EXERCISE TEXT:
Our study has limitations. We only contacted patients by post, limiting our findings to postal-only questionnaires. We stopped sending questionnaires to patients who did not respond at the previous mailing point, however recovery from critical illness may have increased responses over time. Additional telephone contact may have changed our results, although this took place very rarely. Our short questionnaire pack contained nine pages. Five of these pages were the letter, consent form and information leaflet. These pages were necessary as patients did not agree to take part before leaving hospital. Informed consent before discharge would have been a more complex approach. However, a (shorter) pack without these pages may have improved return rates [5].

Two studies have examined the effect of questionnaire burden in patients discharged from hospital [7, 13]. In the International Stroke trial more participants responded to a six question EuroQol instrument than the longer SF-36 questionnaire [7]. Yet, this difference was not seen with Picker Patient Experience questionnaires of different lengths [13].

Three systematic reviews have assessed the effect of reducing questionnaire burden on return rates [3, 5, 6]. They all included participants who had not recently been in hospital. Two report an increase in return rates with decreased questionnaire burden [5, 6]. The most recent, restricted to clinical randomised controlled trials found only a marginal effect [3]. In patients recovering from severe illness, return rates to postal questionnaires are variable [712].

In the International Stroke Trial [7], where return rates were higher than in our study, patients agreed to take part in the trial before they received questionnaires. In the ICON study, we combined agreeing to take part and returning the first questionnaire. This combination may explain our lower initial return rates. Where patients agreed to take part in our study, later return rates were similarly high. In our study the longer questionnaire group reported worse function in the “mobility” and “usual activities” EQ-5D-3 L domains.

Two trials in recently hospitalised patients also studied the relationship between questionnaire burden and the answers given. Different Picker Patient Experience questionnaire lengths did not affect the answers given [13]. Conversely, more stroke survivors scored themselves as dependent using the (shorter) six question EuroQol instrument than the SF-36 instrument [7]. The difference seen may reflect the different questionnaires used, rather than the questionnaire burden. In our study, questionnaire burden affected the answers given to the EQ-5D-3 L questionnaire. When presented with additional questionnaires four percent of respondents placed themselves in a worse category.

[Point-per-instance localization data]
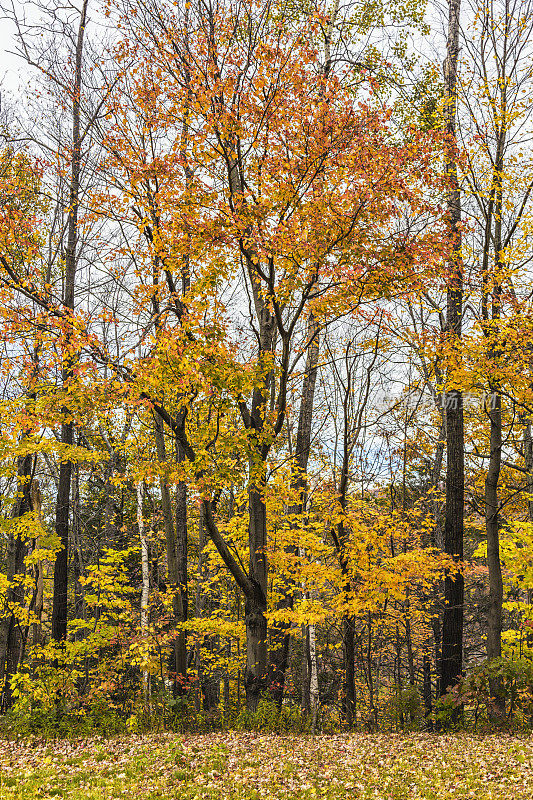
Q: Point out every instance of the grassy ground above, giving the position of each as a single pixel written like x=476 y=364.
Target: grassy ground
x=242 y=766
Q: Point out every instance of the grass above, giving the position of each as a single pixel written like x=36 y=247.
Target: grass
x=247 y=766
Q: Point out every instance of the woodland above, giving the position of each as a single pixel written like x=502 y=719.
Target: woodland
x=266 y=371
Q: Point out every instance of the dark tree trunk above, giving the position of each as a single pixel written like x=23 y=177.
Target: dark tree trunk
x=255 y=678
x=178 y=657
x=452 y=624
x=350 y=708
x=59 y=605
x=279 y=657
x=428 y=704
x=10 y=627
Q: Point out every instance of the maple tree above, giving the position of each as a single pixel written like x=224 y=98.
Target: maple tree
x=266 y=324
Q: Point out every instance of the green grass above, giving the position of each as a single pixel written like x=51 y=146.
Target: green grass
x=247 y=766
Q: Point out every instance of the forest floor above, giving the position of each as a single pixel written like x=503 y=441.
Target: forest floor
x=246 y=766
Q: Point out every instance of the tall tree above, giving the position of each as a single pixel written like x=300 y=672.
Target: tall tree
x=452 y=626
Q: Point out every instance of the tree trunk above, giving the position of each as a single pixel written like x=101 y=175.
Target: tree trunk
x=279 y=657
x=10 y=627
x=178 y=657
x=350 y=708
x=145 y=591
x=452 y=625
x=255 y=678
x=59 y=605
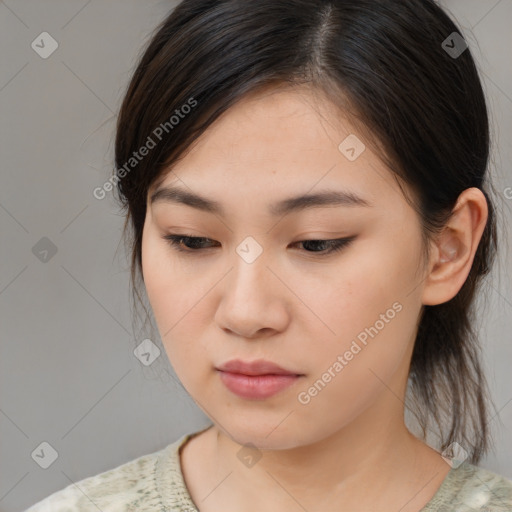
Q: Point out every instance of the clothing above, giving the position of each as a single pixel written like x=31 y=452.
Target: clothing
x=155 y=483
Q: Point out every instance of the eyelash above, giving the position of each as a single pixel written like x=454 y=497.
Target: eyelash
x=335 y=245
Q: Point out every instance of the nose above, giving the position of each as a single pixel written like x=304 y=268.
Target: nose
x=253 y=301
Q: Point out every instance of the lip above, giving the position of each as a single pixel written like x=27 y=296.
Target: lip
x=256 y=380
x=258 y=367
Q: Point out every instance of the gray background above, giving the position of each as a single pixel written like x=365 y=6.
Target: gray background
x=68 y=373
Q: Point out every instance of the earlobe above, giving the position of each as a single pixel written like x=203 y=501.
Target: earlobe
x=455 y=248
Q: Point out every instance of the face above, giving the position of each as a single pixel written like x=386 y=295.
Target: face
x=257 y=283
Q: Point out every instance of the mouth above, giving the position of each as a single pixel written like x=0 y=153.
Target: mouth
x=256 y=380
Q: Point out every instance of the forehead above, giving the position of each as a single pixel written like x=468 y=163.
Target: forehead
x=274 y=144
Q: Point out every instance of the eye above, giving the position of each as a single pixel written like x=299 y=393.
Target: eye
x=193 y=244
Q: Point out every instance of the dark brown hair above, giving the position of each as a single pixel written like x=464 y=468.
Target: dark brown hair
x=386 y=66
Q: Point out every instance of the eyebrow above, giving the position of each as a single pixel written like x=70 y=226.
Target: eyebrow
x=320 y=199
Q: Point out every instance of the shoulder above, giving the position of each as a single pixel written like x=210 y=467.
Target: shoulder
x=127 y=487
x=471 y=488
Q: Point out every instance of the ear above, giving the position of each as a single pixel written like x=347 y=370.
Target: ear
x=454 y=249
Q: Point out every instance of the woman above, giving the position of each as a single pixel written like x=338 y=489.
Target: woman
x=306 y=188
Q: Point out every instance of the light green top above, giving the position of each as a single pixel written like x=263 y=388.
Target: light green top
x=155 y=483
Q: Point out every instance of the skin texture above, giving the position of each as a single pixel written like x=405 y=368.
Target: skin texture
x=348 y=446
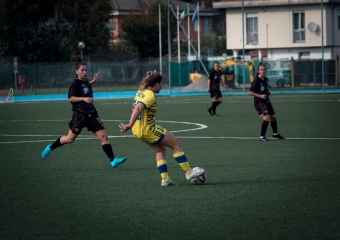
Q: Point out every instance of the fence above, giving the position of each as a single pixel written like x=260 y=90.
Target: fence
x=55 y=78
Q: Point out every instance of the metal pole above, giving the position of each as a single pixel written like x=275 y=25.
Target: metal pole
x=178 y=38
x=322 y=51
x=243 y=53
x=169 y=49
x=160 y=39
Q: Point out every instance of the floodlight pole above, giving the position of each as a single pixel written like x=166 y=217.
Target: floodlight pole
x=81 y=45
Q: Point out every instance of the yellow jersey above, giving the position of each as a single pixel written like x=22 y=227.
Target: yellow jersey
x=146 y=120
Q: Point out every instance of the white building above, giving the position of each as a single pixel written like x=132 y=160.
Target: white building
x=285 y=28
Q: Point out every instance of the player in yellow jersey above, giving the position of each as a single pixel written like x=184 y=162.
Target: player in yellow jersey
x=143 y=126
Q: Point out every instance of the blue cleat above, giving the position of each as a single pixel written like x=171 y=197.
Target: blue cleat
x=117 y=161
x=46 y=152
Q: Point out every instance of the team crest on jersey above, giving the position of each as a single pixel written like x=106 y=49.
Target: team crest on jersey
x=86 y=90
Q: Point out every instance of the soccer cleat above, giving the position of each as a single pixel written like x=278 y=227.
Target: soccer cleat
x=117 y=161
x=264 y=139
x=166 y=183
x=278 y=136
x=194 y=174
x=46 y=152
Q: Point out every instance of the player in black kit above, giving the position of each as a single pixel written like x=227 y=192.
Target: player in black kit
x=259 y=89
x=80 y=95
x=214 y=82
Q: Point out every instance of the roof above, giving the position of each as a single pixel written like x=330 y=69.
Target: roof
x=261 y=3
x=136 y=5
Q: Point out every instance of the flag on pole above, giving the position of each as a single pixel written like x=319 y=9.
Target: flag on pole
x=184 y=14
x=195 y=15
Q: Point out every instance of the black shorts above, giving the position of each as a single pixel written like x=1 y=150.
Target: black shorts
x=90 y=120
x=264 y=108
x=215 y=93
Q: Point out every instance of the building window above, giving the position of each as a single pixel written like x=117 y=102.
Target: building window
x=299 y=27
x=111 y=26
x=252 y=29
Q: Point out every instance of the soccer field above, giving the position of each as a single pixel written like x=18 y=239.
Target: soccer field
x=280 y=189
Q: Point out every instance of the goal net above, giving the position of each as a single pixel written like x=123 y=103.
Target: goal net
x=6 y=96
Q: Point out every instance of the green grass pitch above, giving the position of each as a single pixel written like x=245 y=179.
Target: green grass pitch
x=280 y=189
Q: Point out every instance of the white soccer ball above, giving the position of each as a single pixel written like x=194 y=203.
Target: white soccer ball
x=201 y=178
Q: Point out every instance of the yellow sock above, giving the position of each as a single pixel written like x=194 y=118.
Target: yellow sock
x=182 y=160
x=163 y=169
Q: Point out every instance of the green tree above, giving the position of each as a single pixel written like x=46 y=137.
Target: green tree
x=142 y=30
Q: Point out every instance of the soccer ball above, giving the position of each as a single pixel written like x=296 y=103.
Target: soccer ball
x=201 y=178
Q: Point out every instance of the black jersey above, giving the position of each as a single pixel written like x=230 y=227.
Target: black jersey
x=260 y=86
x=215 y=79
x=80 y=88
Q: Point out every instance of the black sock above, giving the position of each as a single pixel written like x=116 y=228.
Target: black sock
x=56 y=144
x=108 y=150
x=213 y=107
x=274 y=126
x=264 y=128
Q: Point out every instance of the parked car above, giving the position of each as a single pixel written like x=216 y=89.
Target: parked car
x=278 y=77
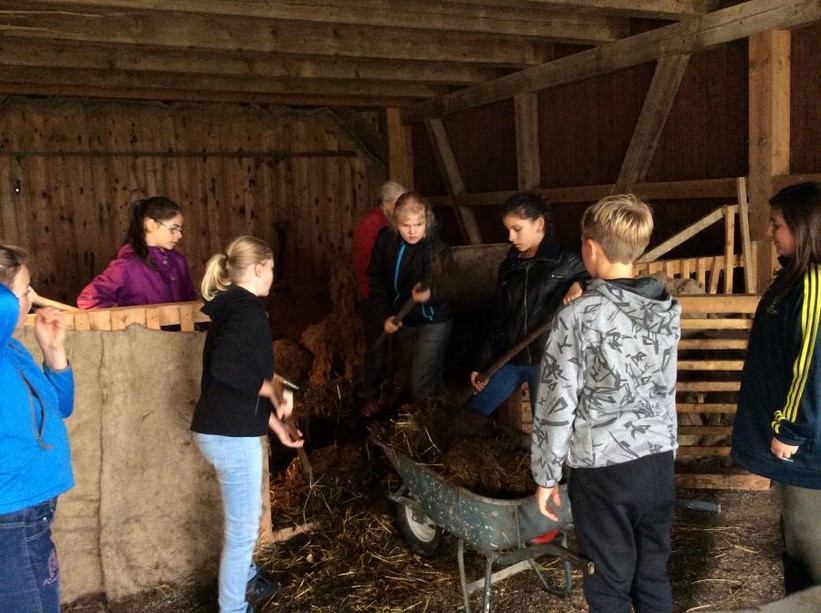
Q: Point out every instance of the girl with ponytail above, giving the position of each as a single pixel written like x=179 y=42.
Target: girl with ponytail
x=147 y=269
x=237 y=407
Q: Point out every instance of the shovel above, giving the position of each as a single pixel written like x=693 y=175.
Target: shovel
x=403 y=312
x=508 y=355
x=280 y=385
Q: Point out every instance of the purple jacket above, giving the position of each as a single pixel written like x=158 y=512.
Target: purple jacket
x=128 y=281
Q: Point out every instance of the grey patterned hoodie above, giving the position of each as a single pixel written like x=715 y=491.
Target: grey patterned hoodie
x=607 y=392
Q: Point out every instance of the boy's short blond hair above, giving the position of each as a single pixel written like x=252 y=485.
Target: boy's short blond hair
x=621 y=224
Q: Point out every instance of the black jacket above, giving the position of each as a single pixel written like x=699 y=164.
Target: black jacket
x=528 y=291
x=238 y=356
x=397 y=266
x=781 y=386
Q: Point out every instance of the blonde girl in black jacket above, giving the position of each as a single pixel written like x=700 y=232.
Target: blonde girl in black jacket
x=238 y=406
x=534 y=279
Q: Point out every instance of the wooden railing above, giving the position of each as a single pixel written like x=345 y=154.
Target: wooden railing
x=154 y=317
x=714 y=333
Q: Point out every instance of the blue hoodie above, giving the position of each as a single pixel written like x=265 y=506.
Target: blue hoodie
x=35 y=459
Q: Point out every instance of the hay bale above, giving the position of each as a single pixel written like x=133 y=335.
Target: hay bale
x=337 y=342
x=293 y=361
x=468 y=449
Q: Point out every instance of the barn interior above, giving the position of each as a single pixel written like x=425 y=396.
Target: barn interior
x=281 y=120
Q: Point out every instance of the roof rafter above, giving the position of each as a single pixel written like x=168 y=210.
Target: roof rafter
x=566 y=25
x=693 y=34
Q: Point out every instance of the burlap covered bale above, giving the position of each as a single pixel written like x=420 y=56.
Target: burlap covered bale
x=337 y=342
x=146 y=508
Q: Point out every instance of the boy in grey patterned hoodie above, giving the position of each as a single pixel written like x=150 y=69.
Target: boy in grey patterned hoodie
x=606 y=408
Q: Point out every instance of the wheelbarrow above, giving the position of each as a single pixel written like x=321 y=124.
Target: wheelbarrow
x=510 y=534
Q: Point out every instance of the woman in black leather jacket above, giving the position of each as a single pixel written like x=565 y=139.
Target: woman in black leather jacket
x=406 y=262
x=535 y=278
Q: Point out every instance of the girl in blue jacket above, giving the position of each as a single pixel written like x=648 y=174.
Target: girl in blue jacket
x=35 y=460
x=777 y=430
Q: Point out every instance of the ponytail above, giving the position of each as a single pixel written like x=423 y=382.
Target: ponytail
x=222 y=269
x=216 y=277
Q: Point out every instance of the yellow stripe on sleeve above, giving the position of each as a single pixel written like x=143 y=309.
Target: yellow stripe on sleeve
x=810 y=318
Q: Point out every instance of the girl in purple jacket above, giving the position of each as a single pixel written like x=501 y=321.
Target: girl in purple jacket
x=148 y=269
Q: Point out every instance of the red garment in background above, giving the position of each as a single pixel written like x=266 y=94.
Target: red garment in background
x=364 y=237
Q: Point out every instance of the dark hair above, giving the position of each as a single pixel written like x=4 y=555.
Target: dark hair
x=158 y=208
x=413 y=203
x=800 y=205
x=11 y=259
x=529 y=205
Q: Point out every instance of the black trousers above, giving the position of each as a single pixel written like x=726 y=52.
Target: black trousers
x=622 y=516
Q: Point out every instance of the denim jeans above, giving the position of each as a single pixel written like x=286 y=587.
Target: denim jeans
x=29 y=572
x=502 y=384
x=423 y=353
x=801 y=529
x=238 y=462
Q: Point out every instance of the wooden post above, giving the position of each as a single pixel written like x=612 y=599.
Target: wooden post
x=769 y=120
x=400 y=148
x=528 y=167
x=657 y=104
x=450 y=171
x=729 y=247
x=750 y=280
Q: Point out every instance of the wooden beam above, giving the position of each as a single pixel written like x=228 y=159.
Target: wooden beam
x=68 y=55
x=667 y=190
x=648 y=9
x=528 y=154
x=198 y=95
x=366 y=133
x=769 y=134
x=183 y=31
x=688 y=232
x=400 y=148
x=566 y=25
x=453 y=178
x=182 y=82
x=657 y=104
x=687 y=36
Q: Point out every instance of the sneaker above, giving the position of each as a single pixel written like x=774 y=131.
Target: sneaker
x=261 y=589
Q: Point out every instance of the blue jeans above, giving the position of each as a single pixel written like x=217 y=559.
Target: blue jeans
x=238 y=462
x=423 y=352
x=502 y=384
x=29 y=572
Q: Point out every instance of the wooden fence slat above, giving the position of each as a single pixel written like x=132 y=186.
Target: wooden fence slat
x=711 y=324
x=708 y=386
x=712 y=365
x=699 y=407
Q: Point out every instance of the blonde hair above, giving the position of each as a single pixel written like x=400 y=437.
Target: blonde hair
x=223 y=269
x=412 y=203
x=621 y=224
x=11 y=259
x=390 y=191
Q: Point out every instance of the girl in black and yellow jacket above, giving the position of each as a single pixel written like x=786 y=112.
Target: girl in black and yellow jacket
x=410 y=262
x=777 y=430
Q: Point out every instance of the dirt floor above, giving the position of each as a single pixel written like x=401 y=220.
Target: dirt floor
x=354 y=558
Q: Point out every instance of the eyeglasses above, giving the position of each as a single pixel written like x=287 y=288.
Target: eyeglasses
x=174 y=229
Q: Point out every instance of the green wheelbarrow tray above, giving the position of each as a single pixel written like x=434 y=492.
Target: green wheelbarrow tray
x=501 y=530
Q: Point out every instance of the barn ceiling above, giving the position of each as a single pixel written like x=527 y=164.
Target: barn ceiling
x=313 y=52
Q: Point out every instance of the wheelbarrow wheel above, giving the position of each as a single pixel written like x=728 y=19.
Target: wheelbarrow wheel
x=424 y=537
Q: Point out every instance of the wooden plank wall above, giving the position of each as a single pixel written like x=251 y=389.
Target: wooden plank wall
x=70 y=169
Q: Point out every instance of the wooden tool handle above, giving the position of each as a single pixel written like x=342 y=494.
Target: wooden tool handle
x=41 y=301
x=280 y=384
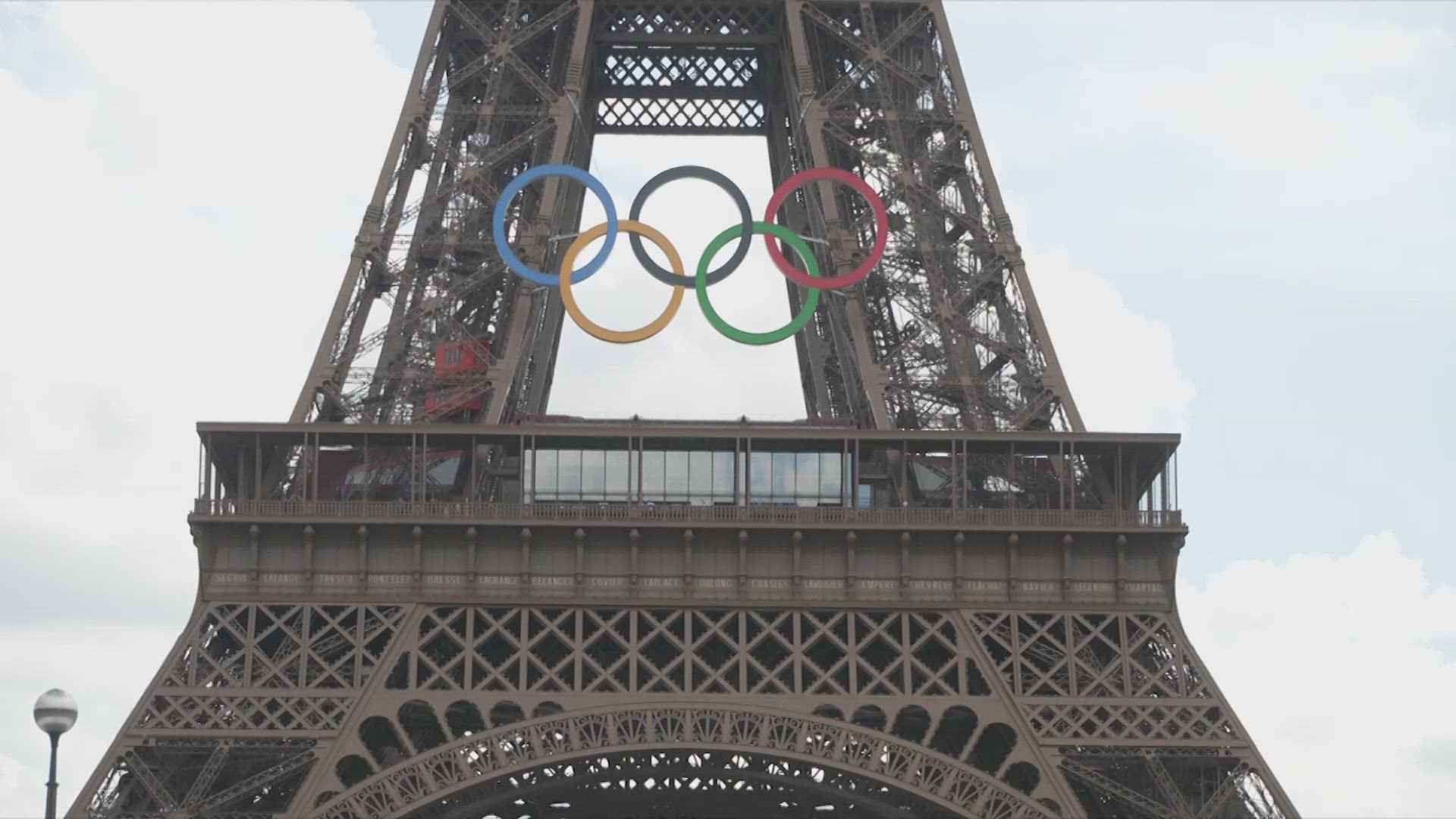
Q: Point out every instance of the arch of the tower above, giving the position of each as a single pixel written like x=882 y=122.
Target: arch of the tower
x=686 y=760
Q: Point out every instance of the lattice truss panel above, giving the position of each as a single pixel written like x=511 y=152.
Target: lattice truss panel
x=213 y=738
x=419 y=726
x=951 y=337
x=683 y=67
x=1091 y=654
x=1168 y=783
x=686 y=651
x=204 y=777
x=283 y=646
x=1126 y=681
x=490 y=104
x=609 y=749
x=944 y=334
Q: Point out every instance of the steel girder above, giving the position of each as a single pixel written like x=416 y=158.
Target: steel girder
x=946 y=334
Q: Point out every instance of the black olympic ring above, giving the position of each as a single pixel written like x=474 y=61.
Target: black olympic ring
x=707 y=175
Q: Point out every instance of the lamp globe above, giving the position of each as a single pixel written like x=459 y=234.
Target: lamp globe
x=55 y=711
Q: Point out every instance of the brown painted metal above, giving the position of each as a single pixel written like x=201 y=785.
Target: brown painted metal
x=965 y=608
x=946 y=334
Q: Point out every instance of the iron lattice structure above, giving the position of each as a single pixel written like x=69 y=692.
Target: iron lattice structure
x=419 y=599
x=946 y=334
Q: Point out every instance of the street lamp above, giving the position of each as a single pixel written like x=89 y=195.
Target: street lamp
x=55 y=714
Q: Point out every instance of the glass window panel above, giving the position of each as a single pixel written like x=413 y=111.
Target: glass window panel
x=761 y=474
x=546 y=474
x=528 y=479
x=653 y=466
x=701 y=475
x=593 y=474
x=676 y=475
x=618 y=474
x=830 y=477
x=783 y=475
x=568 y=474
x=805 y=475
x=723 y=477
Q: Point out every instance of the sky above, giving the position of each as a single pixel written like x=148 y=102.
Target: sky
x=1237 y=219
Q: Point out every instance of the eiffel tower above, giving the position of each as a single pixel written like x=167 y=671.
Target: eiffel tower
x=937 y=596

WORK INSTRUCTIONS: In the text on questionnaire burden, list every questionnaire or instrument it mentions by name.

WRITTEN SOLUTION:
- EuroQol (six question instrument)
- SF-36
- Picker Patient Experience questionnaire
- EQ-5D-3 L